** begin Provided records **

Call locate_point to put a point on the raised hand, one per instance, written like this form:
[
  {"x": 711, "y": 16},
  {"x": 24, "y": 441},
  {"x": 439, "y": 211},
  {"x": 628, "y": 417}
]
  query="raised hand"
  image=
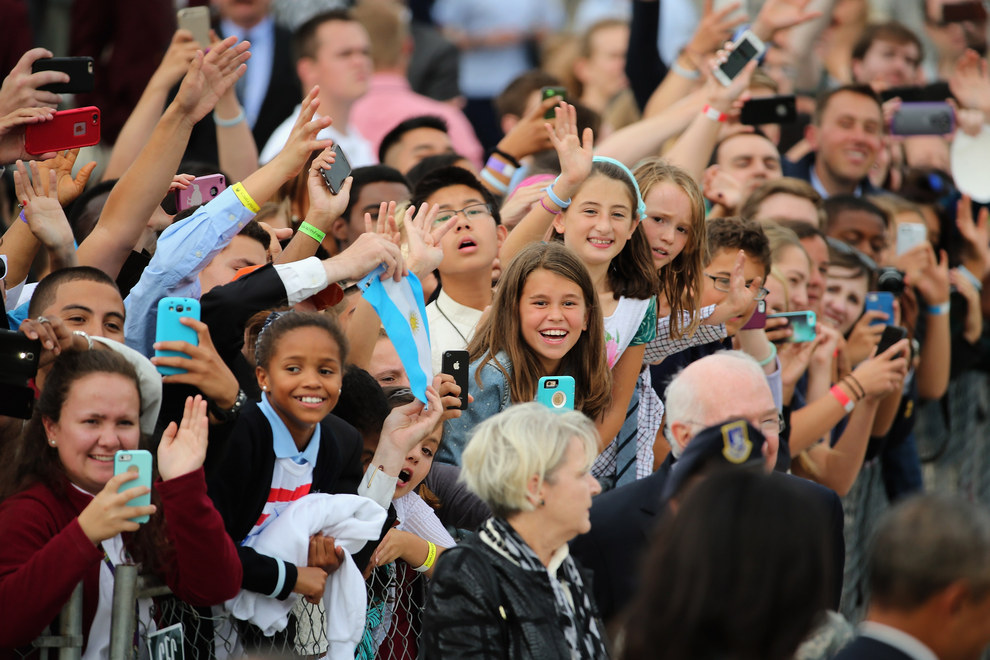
[
  {"x": 205, "y": 370},
  {"x": 321, "y": 201},
  {"x": 20, "y": 89},
  {"x": 108, "y": 514},
  {"x": 42, "y": 210},
  {"x": 575, "y": 153},
  {"x": 303, "y": 139},
  {"x": 423, "y": 238},
  {"x": 183, "y": 446},
  {"x": 210, "y": 76},
  {"x": 69, "y": 188}
]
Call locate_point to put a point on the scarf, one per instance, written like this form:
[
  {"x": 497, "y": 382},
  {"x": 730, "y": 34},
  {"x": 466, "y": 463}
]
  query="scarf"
[{"x": 575, "y": 614}]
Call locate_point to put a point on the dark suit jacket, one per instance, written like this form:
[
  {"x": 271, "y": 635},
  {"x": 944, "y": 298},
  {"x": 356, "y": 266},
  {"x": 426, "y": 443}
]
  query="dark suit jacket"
[
  {"x": 867, "y": 648},
  {"x": 623, "y": 521},
  {"x": 281, "y": 99}
]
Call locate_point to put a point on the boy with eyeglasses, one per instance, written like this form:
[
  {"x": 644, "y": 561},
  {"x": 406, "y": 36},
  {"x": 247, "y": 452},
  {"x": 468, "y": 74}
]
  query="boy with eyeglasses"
[{"x": 470, "y": 253}]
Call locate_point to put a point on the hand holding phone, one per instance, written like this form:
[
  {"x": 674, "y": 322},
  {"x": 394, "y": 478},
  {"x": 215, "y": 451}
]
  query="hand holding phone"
[
  {"x": 169, "y": 328},
  {"x": 455, "y": 363},
  {"x": 135, "y": 460}
]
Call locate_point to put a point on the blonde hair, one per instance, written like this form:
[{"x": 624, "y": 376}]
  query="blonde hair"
[
  {"x": 506, "y": 450},
  {"x": 681, "y": 280}
]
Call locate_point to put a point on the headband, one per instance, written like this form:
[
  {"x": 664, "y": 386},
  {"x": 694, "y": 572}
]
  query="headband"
[{"x": 641, "y": 206}]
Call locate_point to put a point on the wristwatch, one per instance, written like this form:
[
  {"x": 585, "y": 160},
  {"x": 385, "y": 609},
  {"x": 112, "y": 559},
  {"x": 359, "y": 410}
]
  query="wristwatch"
[{"x": 230, "y": 414}]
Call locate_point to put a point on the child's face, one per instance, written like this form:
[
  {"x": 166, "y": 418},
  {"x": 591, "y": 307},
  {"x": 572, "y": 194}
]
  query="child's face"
[
  {"x": 552, "y": 316},
  {"x": 599, "y": 221},
  {"x": 303, "y": 377},
  {"x": 668, "y": 222},
  {"x": 418, "y": 463},
  {"x": 721, "y": 266},
  {"x": 844, "y": 298},
  {"x": 473, "y": 243}
]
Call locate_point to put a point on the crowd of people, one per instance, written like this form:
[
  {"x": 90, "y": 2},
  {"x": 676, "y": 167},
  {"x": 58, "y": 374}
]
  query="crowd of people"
[{"x": 673, "y": 343}]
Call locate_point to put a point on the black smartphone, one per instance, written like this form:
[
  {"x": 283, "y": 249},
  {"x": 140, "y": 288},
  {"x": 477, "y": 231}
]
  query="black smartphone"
[
  {"x": 80, "y": 70},
  {"x": 340, "y": 170},
  {"x": 18, "y": 365},
  {"x": 769, "y": 110},
  {"x": 957, "y": 12},
  {"x": 936, "y": 91},
  {"x": 456, "y": 363},
  {"x": 891, "y": 335},
  {"x": 924, "y": 118},
  {"x": 549, "y": 93}
]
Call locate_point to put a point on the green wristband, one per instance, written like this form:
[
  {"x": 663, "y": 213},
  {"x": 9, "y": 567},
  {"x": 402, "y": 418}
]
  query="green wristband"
[{"x": 312, "y": 232}]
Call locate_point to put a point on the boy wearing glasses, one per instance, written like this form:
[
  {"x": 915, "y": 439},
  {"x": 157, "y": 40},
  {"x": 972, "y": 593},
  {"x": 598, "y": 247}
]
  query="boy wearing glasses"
[{"x": 470, "y": 253}]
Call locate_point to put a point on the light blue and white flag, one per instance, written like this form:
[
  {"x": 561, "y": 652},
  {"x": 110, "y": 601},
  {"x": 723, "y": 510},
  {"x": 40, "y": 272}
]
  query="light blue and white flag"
[{"x": 403, "y": 314}]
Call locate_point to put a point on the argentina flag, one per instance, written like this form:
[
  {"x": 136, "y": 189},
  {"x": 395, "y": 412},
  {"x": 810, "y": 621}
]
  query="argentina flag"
[{"x": 403, "y": 314}]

** end Provided records **

■ Stated exercise ■
Go through the data above and transcribe it in full, omitting any image.

■ In response ■
Call locate_point to put a point on the raised hand, one per instance, written like this form:
[
  {"x": 711, "y": 16},
  {"x": 24, "y": 441},
  {"x": 439, "y": 211},
  {"x": 628, "y": 417}
]
  query="raised hand"
  image=
[
  {"x": 205, "y": 370},
  {"x": 321, "y": 201},
  {"x": 20, "y": 89},
  {"x": 108, "y": 514},
  {"x": 42, "y": 210},
  {"x": 575, "y": 153},
  {"x": 303, "y": 139},
  {"x": 423, "y": 238},
  {"x": 183, "y": 446},
  {"x": 210, "y": 76},
  {"x": 69, "y": 188}
]
Call locate_point to put a point on the scarf, one per instance, written like this form:
[
  {"x": 497, "y": 382},
  {"x": 730, "y": 34},
  {"x": 466, "y": 463}
]
  query="scarf"
[{"x": 575, "y": 614}]
Call locate_point to put a point on the dark suit jacket, one per instance, written like this form:
[
  {"x": 271, "y": 635},
  {"x": 944, "y": 298},
  {"x": 356, "y": 266},
  {"x": 426, "y": 443}
]
  query="dark suit jacket"
[
  {"x": 867, "y": 648},
  {"x": 623, "y": 521},
  {"x": 281, "y": 99}
]
Call locate_point to put a point on the boy with eyeglasses, one per instance, written like this form:
[
  {"x": 644, "y": 561},
  {"x": 406, "y": 36},
  {"x": 247, "y": 452},
  {"x": 468, "y": 74}
]
  query="boy with eyeglasses"
[{"x": 470, "y": 253}]
Call locate_point to put a point on the hand holding phone, one per instance, written like this form:
[
  {"x": 674, "y": 322},
  {"x": 394, "y": 478},
  {"x": 215, "y": 451}
]
  query="hand holding phone"
[
  {"x": 169, "y": 328},
  {"x": 455, "y": 363},
  {"x": 135, "y": 460}
]
Call locate_point to put a point on the blonde hair, one per instance, written like this form:
[{"x": 624, "y": 376}]
  query="blonde hair"
[
  {"x": 506, "y": 450},
  {"x": 681, "y": 280}
]
Call locate_point to put a point on the headband, one per instance, written like this form:
[
  {"x": 664, "y": 386},
  {"x": 694, "y": 572}
]
  query="headband"
[{"x": 641, "y": 206}]
Call locate_point to put a point on the wristwatch, one per instance, written like this form:
[
  {"x": 585, "y": 160},
  {"x": 385, "y": 609},
  {"x": 112, "y": 559},
  {"x": 359, "y": 410}
]
  query="wristwatch"
[{"x": 230, "y": 414}]
Call locate_point to put a point on the child's face, one per instance, written like this form:
[
  {"x": 166, "y": 418},
  {"x": 591, "y": 307},
  {"x": 572, "y": 194}
]
  query="child's face"
[
  {"x": 552, "y": 316},
  {"x": 599, "y": 221},
  {"x": 303, "y": 377},
  {"x": 668, "y": 222},
  {"x": 418, "y": 463},
  {"x": 721, "y": 266},
  {"x": 844, "y": 298},
  {"x": 473, "y": 243}
]
Call locate_point to put a point on the crowd of people, one per instance, written like this form:
[
  {"x": 90, "y": 2},
  {"x": 676, "y": 167},
  {"x": 58, "y": 374}
]
  query="crowd of people"
[{"x": 673, "y": 343}]
Call locate_point to put a point on the black smartphone, one per instance, written like this form:
[
  {"x": 283, "y": 249},
  {"x": 140, "y": 288},
  {"x": 477, "y": 231}
]
  query="black smartphone"
[
  {"x": 80, "y": 70},
  {"x": 340, "y": 170},
  {"x": 18, "y": 365},
  {"x": 769, "y": 110},
  {"x": 957, "y": 12},
  {"x": 936, "y": 91},
  {"x": 456, "y": 363},
  {"x": 891, "y": 335},
  {"x": 924, "y": 118},
  {"x": 549, "y": 93}
]
Call locate_point to put a point on the green wristband, one per instance, written like this form:
[
  {"x": 663, "y": 213},
  {"x": 9, "y": 567},
  {"x": 402, "y": 418}
]
  query="green wristband"
[{"x": 312, "y": 232}]
Call locate_point to put a point on the boy wearing glasses, one per instance, written like this form:
[
  {"x": 915, "y": 439},
  {"x": 157, "y": 40},
  {"x": 972, "y": 593},
  {"x": 598, "y": 247}
]
  query="boy wearing glasses"
[{"x": 470, "y": 253}]
Call locate_point to put a point on the light blue and white flag, one per instance, written like this form:
[
  {"x": 561, "y": 652},
  {"x": 110, "y": 601},
  {"x": 723, "y": 510},
  {"x": 40, "y": 272}
]
  query="light blue and white flag"
[{"x": 403, "y": 314}]
Call locate_point to put a point on the argentina flag, one per instance, written like this form:
[
  {"x": 136, "y": 189},
  {"x": 395, "y": 412},
  {"x": 810, "y": 621}
]
  query="argentina flag"
[{"x": 403, "y": 314}]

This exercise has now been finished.